**** Text under study ****
Cleaning professionals will encounter situations in which sanitizers or disinfectants are necessary to protect public health. However, we must always keep in mind while these are very powerful cleaning agents that are necessary in many situations, they can also produce unfortunate, and even harmful, results.
The good news is that there are options available that go far beyond selecting a product based on either sodium hypochlorite (bleach), quaternary (quat), or another disinfecting or sanitizing agent.
While any disinfectant or sanitizer must be registered with the U.S. Environmental Protection Agency (EPA), within these parameters, manufacturers of disinfectants and sanitizers offer products that are effective, yet produce fewer residues or emissions—like volatile organic compounds (VOCs)—and have an overall reduced impact on the environment.
Availability of Green Disinfectants
Currently, there are no EPA-registered disinfectants designated as green in the United States. However, this is all about to change as the EPA has developed a program to allow green-certified disinfectants through the Safer Choice—formerly Design for the Environment—program, and is now working with states to help bring these products to market later this year.
Until this happens, however, cleaning professionals can consider certain alternatives that have proven to be effective at eliminating germs and bacteria to minimize the harmful impact of traditional disinfectants and sanitizers. But before we explore these options, consider these four important disinfection tips:
- Only use a disinfectant or sanitizer if and when necessary. Unfortunately, disinfectants have a history of being overused or used incorrectly. These products are designed to kill pathogens, so by nature, they can be potentially dangerous to users, building occupants, and the environment, especially if appropriate precautions are not taken.
****
Task details
Translate this sentence from the text on green disinfectants into Spanish: "Currently, there are no EPA-registered disinfectants designated as green in the United States."
**** Data for review ****
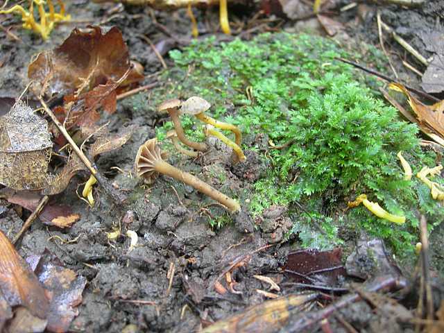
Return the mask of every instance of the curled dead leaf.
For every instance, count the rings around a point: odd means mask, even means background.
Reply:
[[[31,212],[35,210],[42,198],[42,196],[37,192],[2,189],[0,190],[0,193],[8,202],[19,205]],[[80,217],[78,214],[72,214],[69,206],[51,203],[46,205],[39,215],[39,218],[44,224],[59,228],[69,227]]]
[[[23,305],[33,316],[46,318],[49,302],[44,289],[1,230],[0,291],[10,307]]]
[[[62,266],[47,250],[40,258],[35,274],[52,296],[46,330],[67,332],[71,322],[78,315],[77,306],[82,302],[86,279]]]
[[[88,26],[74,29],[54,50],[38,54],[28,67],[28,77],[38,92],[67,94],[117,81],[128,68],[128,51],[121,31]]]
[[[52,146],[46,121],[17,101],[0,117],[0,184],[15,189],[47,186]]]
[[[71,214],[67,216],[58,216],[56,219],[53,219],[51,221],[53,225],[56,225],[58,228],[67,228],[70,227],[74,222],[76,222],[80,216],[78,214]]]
****
**** Data for review ****
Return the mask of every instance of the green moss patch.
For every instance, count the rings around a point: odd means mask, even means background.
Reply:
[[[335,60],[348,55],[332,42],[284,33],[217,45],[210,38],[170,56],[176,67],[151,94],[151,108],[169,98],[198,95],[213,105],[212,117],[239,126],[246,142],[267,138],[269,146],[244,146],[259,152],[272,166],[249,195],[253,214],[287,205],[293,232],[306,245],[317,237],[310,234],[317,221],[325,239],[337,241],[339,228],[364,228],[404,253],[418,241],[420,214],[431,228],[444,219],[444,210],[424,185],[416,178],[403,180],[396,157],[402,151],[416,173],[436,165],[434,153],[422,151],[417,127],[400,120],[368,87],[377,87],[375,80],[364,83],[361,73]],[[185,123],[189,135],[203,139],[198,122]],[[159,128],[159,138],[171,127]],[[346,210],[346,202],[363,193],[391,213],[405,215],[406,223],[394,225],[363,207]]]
****
**** Data for review ****
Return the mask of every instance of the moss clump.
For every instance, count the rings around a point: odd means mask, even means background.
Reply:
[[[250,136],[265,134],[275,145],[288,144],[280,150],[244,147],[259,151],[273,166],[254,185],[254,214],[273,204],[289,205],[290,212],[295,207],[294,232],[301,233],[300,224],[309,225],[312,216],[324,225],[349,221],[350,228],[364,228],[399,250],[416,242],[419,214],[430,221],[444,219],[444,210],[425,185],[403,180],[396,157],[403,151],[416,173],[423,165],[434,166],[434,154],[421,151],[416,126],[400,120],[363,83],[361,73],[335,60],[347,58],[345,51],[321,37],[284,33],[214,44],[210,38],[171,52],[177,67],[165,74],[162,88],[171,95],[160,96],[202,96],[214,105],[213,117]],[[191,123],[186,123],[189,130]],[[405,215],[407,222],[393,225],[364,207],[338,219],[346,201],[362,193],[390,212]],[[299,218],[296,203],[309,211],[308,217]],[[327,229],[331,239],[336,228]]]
****
Answer section
Actualmente, no hay desinfectantes registrados ante la EPA que estén designados como ecológicos en los Estados Unidos.